- What this exercise asks -
- A) In the lock recovery text, which lkb field did receive_rcom_lock_args check instead of status?
- B) Write out the lock recovery text starting with "Fixes to make" and going on through "mishandled by other code.".
- C) According to the lock recovery text, why was it a problem for recover_convert_waiter to set grmode to IV?

- Given text -
The correct lock recovery steps in this example are:
- node D becomes the new master of R
- node B sends D its lkb, granted PR
- node A sends D its lkb, convert PR->CW
- D determines the correct lock state is:
granted: PR node B
convert: PR->CW node A
The lkb sent by each node was recreated without
any change on the new master node.
Example 2
node C, resource R
granted: PR node A
granted: NL node C
granted: NL node D
waiting: CW node B
- A sends convert PR->CW to C
- C grants the conversion to CW for A
- C grants the waiting request for CW to B
- C sends granted message to B, but fails
before it can send the granted message to A
- B receives the granted message from C
At this point:
- A believes it is converting PR->CW
- B believes it is holding a CW lock
The correct lock recovery steps in this example are:
- node D becomes the new master of R
- node A sends D its lkb, convert PR->CW
- node B sends D its lkb, granted CW
- D determins the correct lock state is:
granted: CW node B
granted: CW node A
The lkb sent by B is recreated without change,
but the lkb sent by A is changed because the
granted mode was not compatible.
Fixes to make this work correctly:
recover_convert_waiter: should not make any changes
to a converting lkb that is still waiting for a reply
message. It was previously setting grmode to IV, which
is invalid state, so the lkb would not be handled
correctly by other code.
receive_rcom_lock_args: was checking the wrong lkb field
(wait_type instead of status) to determine if the lkb is
being converted, and in need of inspection for this special
recovery. It was also setting grmode to IV in the lkb,
causing it to be mishandled by other code.

- Dataset content -
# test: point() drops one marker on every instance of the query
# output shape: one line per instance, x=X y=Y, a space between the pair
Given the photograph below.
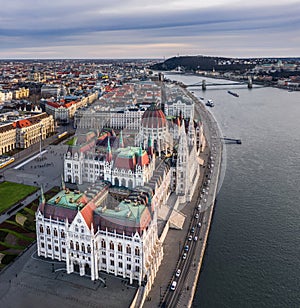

- Responses -
- A) It checked wait_type.

- B)
Fixes to make this work correctly:
recover_convert_waiter: should not make any changes
to a converting lkb that is still waiting for a reply
message. It was previously setting grmode to IV, which
is invalid state, so the lkb would not be handled
correctly by other code.
receive_rcom_lock_args: was checking the wrong lkb field
(wait_type instead of status) to determine if the lkb is
being converted, and in need of inspection for this special
recovery. It was also setting grmode to IV in the lkb,
causing it to be mishandled by other code.

- C) IV is an invalid state, so other code would not handle the lkb correctly.